-- start of DOCUMENT EXTRACT --

The Pleasant Routine Of Christmas & A Saintly Death
Wednesday, December 26, 2007
The envelope from Paris arrived on Christmas Eve like clockwork. I never suspected that the French postal system was any better than the Mexican one! But for the last few years we have received a Christmas card from poet/novelist/environmentalist/diplomat/etc Homero Aridjis and his wife Betty. Aridjis is now the permanent Mexican representative to UNESCO in Paris. Of Aridjis I have written at length in this blog.
Here is one with a connection to Vancouver's George Bowering. The Christmas card always has a little cellophane bag with a Mexican tin Christmas ornament. I have a long string of them (I use red wool and Rebecca hung them on the inside of our front living room window this year). To this collection we can now add the watermelon. The card was not an ordinary one but a postcard announcing a documentary film by Homero and Betty's daughter Eva (screenplay, director and producer) La Santa Muerte narrated by actor Gael García Bernal.

-- end of DOCUMENT EXTRACT --
-- start of INFORMATION PROVIDED --

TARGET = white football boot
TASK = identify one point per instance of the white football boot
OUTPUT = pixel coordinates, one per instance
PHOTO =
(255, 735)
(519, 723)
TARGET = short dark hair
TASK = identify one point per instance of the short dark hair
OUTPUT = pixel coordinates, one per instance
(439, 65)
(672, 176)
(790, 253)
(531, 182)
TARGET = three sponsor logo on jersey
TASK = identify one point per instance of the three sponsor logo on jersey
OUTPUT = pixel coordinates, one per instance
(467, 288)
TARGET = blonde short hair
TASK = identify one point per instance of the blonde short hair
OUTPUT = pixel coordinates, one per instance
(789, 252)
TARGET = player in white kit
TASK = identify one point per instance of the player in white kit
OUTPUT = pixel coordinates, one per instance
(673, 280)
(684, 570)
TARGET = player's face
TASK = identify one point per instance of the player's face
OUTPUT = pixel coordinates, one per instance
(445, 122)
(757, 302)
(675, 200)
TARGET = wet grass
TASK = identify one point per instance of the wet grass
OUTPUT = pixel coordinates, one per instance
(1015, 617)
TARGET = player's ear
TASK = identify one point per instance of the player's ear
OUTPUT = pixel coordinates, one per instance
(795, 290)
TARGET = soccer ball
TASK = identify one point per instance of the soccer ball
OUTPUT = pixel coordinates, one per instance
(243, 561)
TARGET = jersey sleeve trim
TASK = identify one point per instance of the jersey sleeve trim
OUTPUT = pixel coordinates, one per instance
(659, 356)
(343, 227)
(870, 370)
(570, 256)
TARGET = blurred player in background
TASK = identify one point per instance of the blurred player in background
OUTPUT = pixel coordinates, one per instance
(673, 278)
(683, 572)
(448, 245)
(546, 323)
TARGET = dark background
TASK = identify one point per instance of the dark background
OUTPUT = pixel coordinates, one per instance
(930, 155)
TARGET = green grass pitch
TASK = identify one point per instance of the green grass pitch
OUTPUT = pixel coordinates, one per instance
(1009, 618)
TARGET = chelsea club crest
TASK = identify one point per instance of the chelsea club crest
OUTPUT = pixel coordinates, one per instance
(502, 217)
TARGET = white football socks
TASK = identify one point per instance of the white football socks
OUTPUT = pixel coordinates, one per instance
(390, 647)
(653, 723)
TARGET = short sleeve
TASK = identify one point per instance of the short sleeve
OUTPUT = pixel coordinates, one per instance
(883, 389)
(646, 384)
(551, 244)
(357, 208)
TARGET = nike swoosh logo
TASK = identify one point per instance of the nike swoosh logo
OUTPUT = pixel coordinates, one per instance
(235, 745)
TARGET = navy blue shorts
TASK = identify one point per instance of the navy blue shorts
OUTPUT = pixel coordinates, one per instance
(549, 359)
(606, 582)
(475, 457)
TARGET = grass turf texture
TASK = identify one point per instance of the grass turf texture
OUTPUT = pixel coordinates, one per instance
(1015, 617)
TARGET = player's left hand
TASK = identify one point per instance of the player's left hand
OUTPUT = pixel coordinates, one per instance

-- end of INFORMATION PROVIDED --

**EXERCISE REQUIREMENTS:**
a - Quote from the Christmas blog post the part that opens with the words containing "The Pleasant Routine" and closes with "in this blog.".
b - In one to three sentences, explain why the Christmas blog post says this year's card was not an ordinary one.

**RESPONSES PER TASK:**
a -
The Pleasant Routine Of Christmas & A Saintly Death
Wednesday, December 26, 2007
The envelope from Paris arrived on Christmas Eve like clockwork. I never suspected that the French postal system was any better than the Mexican one! But for the last few years we have received a Christmas card from poet/novelist/environmentalist/diplomat/etc Homero Aridjis and his wife Betty. Aridjis is now the permanent Mexican representative to UNESCO in Paris. Of Aridjis I have written at length in this blog.

b - It was a postcard announcing La Santa Muerte, a documentary film by Homero and Betty's daughter Eva, who wrote the screenplay, directed and produced it. Actor Gael García Bernal narrated the film.